### Passage to read
....................

Consider agile leadership as a lighthouse, providing the constant, unwavering vision and psychological safety needed for the journey. The team on the flexible raft represents self-organizing individuals who are empowered to quickly adapt and respond to the immediate, unpredictable challenges of the stormy sea (the current state of education). This illustrates that the agile leader's job is not to row, but to illuminate the path and ensure the vessel is structurally capable of navigating change.

Key Practices: Empowering the Self-Organizing Team

The mindset is the engine; the practices are the wheels that drive organizational change. The agile leader's day fundamentally changes, prioritizing coaching, alignment, and systems improvement.

1. Purpose-Driven Alignment

Agile leaders are the ultimate communicators of the Why. They use tools like Objectives and Key Results (OKRs) and SMART goals to cascade the organizational vision into measurable, actionable goals for every team and department. This continuous, clear communication ensures that an educator's daily lesson planning is directly linked to the school’s overarching strategic purpose. The leader facilitates regular, low-friction forums to share this vision, ensuring no team ever loses sight of the ultimate goal.

2. Nurturing Self-Organizing Teams

In an agile environment, the unit of delivery is the self-organizing, cross-functional team (grade-level or content-specific). An agile leader does not assign tasks; they define the problem space, such a gap in student learning or a need for a new resource and empower the team to figure out the solution. They decentralize decision-making, delegating full authority for process improvement and content delivery to the educators closest to the work. The leader steps in only to manage external roadblocks or conflicts that the team cannot resolve internally (Lee et al., 2016).

3. Institutionalizing Continuous Feedback

Agile is built on rapid feedback loops. Leaders institutionalize and protect crucial "inspect and adapt" mechanisms like the retrospective, committing to removing one systemic impediment the team identifies. They engage in leader standard work, which includes dedicated one-on-ones and "Gemba walks" (going to where the work is happening) to observe the system of work, the processes, not just the people, to provide timely, specific, and actionable feedback.

Systemic Impact: Optimizing the Flow of Value

The true power of agile leadership is realized when it scales innovation across the entire organization.

....................

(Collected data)
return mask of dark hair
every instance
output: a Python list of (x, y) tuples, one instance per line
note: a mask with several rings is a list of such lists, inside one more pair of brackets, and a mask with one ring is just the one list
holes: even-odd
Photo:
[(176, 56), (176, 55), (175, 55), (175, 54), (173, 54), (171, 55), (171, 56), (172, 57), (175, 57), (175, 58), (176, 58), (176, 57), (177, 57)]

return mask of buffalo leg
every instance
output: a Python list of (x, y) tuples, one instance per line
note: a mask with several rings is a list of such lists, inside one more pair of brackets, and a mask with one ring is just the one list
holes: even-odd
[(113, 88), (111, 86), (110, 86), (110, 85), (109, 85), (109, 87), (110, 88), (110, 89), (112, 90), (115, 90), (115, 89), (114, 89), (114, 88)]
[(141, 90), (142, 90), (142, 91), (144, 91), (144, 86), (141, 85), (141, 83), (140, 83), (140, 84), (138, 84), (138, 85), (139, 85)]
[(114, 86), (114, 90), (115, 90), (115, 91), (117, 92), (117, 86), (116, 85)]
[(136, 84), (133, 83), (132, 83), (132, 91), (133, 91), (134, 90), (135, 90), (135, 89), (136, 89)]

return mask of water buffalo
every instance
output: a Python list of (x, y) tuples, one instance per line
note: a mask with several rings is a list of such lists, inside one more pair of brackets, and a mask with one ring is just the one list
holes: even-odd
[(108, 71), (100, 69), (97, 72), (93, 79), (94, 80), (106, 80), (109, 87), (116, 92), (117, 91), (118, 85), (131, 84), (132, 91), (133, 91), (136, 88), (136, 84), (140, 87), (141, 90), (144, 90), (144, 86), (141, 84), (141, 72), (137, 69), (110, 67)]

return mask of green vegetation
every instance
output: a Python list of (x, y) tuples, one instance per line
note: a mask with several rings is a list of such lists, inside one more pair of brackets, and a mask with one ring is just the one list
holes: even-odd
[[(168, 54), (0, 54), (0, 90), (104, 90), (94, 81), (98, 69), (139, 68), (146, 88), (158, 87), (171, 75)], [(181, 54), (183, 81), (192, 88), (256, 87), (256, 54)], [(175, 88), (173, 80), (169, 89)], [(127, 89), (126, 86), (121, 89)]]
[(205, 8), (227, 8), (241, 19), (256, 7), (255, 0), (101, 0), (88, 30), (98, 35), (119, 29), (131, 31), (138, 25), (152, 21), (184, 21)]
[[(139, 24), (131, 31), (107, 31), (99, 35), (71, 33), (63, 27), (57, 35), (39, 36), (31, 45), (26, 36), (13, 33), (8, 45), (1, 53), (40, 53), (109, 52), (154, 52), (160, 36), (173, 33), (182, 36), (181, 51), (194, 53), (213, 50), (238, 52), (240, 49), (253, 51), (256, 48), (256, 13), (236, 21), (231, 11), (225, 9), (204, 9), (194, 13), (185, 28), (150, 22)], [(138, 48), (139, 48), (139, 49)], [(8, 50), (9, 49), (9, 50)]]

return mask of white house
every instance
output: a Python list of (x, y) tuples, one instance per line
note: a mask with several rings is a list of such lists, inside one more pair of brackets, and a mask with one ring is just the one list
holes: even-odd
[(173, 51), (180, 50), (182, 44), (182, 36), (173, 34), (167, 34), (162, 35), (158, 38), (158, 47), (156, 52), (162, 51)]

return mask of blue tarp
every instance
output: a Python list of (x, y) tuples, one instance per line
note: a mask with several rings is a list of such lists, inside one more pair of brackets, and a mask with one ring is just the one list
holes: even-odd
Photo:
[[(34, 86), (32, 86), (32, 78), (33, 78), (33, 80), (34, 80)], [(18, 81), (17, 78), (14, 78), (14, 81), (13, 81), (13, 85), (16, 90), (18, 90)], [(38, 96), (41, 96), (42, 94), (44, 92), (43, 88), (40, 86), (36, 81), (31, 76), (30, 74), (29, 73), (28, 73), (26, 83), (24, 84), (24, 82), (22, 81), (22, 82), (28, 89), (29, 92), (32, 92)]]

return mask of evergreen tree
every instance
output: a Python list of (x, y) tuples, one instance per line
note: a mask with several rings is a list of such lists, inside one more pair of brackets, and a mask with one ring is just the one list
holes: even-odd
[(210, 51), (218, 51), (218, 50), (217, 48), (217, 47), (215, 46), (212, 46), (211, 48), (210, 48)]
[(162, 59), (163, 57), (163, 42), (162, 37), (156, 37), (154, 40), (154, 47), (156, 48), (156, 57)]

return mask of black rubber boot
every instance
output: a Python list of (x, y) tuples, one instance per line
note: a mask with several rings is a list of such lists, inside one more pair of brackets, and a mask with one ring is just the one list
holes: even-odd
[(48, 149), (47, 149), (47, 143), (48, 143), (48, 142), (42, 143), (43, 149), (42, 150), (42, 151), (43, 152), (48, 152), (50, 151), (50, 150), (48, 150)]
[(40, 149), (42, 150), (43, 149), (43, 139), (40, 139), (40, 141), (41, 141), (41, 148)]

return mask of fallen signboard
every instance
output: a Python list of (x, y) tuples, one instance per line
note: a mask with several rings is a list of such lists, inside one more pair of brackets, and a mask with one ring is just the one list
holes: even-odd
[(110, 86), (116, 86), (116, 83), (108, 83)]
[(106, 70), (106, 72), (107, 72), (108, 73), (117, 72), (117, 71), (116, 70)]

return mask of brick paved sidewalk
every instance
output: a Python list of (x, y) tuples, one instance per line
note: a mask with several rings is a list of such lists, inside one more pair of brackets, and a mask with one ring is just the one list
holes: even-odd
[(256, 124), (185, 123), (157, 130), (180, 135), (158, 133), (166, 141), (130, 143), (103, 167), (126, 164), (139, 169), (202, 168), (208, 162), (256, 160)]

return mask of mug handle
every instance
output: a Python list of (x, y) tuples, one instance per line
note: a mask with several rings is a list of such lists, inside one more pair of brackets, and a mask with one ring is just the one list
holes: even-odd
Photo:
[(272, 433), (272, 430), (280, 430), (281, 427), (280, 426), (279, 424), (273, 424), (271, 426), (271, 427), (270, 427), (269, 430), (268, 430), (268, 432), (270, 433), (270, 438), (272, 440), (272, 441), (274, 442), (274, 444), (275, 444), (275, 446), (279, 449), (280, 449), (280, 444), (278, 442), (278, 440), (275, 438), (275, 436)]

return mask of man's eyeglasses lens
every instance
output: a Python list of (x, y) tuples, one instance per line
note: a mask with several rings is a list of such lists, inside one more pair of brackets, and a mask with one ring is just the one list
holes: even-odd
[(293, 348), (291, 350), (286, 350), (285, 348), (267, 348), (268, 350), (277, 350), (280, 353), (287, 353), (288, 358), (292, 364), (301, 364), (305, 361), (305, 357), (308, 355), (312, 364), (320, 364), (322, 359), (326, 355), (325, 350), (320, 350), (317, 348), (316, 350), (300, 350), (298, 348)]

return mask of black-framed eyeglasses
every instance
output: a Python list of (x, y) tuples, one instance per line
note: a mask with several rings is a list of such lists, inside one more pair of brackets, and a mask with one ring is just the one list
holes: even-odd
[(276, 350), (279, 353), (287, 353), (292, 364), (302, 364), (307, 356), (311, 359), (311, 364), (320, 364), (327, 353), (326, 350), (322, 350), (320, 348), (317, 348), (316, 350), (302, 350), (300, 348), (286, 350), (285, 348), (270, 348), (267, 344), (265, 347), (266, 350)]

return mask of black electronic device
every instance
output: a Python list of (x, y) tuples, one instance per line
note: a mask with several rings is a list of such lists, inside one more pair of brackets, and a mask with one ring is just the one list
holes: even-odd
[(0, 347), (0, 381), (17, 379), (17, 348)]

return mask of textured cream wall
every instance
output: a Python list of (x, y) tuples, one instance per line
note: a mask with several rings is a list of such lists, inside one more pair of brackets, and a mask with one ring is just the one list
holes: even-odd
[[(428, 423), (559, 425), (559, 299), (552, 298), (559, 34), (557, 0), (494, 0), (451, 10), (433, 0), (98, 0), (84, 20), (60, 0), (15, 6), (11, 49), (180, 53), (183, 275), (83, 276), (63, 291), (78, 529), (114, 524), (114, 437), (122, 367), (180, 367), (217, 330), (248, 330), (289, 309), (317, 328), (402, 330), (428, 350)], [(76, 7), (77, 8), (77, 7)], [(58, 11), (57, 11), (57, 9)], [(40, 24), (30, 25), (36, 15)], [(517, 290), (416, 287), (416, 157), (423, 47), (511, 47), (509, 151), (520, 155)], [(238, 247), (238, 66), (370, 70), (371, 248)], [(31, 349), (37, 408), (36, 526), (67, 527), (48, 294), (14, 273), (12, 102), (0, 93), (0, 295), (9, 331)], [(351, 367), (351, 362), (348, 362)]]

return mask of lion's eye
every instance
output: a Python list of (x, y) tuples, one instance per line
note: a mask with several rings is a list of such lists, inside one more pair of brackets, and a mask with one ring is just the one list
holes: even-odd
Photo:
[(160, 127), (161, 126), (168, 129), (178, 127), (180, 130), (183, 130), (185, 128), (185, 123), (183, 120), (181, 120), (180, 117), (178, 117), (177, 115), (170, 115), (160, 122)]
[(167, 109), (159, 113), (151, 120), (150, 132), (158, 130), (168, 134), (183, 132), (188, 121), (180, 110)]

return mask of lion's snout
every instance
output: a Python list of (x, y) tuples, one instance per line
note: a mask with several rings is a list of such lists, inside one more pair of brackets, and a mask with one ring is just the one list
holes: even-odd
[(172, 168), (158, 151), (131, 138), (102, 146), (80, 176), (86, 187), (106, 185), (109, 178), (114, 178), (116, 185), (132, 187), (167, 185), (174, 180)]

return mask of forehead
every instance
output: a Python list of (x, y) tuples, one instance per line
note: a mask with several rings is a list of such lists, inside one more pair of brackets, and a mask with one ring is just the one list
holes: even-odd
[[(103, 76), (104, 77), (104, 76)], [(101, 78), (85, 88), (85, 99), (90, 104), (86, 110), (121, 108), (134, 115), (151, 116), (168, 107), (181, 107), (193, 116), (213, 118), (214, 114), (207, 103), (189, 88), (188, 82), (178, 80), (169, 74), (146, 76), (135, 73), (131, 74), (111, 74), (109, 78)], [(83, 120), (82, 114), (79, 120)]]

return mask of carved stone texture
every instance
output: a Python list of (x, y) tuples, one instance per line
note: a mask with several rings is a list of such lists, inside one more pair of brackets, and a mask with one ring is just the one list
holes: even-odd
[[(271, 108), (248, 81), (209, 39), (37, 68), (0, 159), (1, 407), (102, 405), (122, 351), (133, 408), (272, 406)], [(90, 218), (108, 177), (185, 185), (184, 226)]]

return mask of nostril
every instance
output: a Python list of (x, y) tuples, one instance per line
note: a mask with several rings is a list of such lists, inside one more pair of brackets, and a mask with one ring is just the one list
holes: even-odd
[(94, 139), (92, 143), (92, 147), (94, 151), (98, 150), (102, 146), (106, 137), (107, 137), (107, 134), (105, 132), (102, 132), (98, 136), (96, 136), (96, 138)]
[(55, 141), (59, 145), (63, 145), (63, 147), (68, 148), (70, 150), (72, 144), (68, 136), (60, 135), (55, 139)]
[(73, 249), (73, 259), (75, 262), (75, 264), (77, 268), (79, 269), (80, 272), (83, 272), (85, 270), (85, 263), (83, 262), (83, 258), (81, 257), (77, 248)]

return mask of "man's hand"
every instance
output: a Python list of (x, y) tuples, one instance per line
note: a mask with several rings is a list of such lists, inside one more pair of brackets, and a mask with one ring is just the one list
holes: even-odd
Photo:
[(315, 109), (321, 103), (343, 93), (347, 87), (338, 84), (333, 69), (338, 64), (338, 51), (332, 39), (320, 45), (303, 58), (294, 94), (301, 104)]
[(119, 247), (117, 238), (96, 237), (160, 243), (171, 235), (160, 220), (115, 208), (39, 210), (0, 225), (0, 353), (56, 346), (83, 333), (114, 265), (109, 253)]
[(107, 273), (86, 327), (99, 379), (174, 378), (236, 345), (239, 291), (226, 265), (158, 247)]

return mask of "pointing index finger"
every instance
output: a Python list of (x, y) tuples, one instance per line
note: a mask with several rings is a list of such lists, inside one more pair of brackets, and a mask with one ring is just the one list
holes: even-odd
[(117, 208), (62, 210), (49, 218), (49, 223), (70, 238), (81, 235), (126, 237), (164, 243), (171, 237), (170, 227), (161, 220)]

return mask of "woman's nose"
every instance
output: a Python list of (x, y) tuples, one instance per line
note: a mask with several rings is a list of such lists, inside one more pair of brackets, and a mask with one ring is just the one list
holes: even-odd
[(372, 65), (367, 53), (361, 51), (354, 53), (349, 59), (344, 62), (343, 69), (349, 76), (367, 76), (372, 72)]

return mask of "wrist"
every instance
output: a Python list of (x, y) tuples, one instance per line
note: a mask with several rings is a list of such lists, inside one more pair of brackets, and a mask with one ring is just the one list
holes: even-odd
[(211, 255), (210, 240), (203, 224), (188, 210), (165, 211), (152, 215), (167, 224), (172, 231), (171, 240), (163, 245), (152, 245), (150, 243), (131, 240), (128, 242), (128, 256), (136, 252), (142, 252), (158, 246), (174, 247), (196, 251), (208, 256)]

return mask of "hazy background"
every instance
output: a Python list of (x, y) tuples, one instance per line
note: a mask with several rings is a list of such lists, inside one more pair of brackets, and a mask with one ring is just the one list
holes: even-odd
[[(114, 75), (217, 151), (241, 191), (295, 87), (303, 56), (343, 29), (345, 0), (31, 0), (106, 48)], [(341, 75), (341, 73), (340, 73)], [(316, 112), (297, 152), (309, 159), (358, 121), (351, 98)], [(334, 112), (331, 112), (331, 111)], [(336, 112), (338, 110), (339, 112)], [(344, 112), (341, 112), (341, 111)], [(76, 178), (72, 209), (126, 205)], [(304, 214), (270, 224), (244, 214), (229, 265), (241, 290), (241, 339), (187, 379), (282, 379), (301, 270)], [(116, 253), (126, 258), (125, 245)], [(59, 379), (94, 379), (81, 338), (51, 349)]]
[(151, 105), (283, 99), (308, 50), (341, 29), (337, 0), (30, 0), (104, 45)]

....................

### Tasks
1. Summarize the passage on agile leadership in two sentences.
2. Extend the passage on agile leadership by writing what comes after its final sentence, which concerns scaling innovation across the entire organization.
The collected data is separate material and has no connection to the passage on agile leadership.

### Exercise answers
1. The passage compares agile leadership to a lighthouse that provides vision and psychological safety while self-organizing teams adapt to immediate challenges, so that the leader's role is to illuminate the path rather than to row. It describes three key practices: communicating purpose through tools such as OKRs and SMART goals, empowering self-organizing teams by defining the problem space and decentralizing decision-making, and institutionalizing continuous feedback through retrospectives, one-on-ones, and Gemba walks.

2.
The ultimate enemy of agility is the organizational silo, which is often the wall between grade levels, departments, or central office functions. Agile leaders operate at the system level, shifting the focus from optimizing individual departments to optimizing the end-to-end flow of value to the student (Wong & Keng, 2024). They proactively break down these silos, championing cross-functional collaboration and redesigning the structure to mirror the value stream. This approach drives continuous improvement, transforming the organization itself into a product that is constantly refined based on feedback.

Agile leadership is not a methodology; it is a commitment to continuous learning, to empowering people, and to focusing relentlessly on student value. It requires courage, humility, and a fundamental belief that the people in our schools are best suited to decide how to achieve the educational outcomes we all seek. Leaders must make the clear choice: move from controlling to coaching, from predicting to adapting, and from measuring activity to celebrating impact.

Edmondson, A. C. (2018). The fearless organization: Creating psychological safety in the workplace for learning, innovation, and growth. Harvard Business Review.

Lee, Y., Warkentin, M., & Liu, C. (2016). Agile project management: A review and framework for future research. Journal of Management Information Systems, 33(3), 443–478.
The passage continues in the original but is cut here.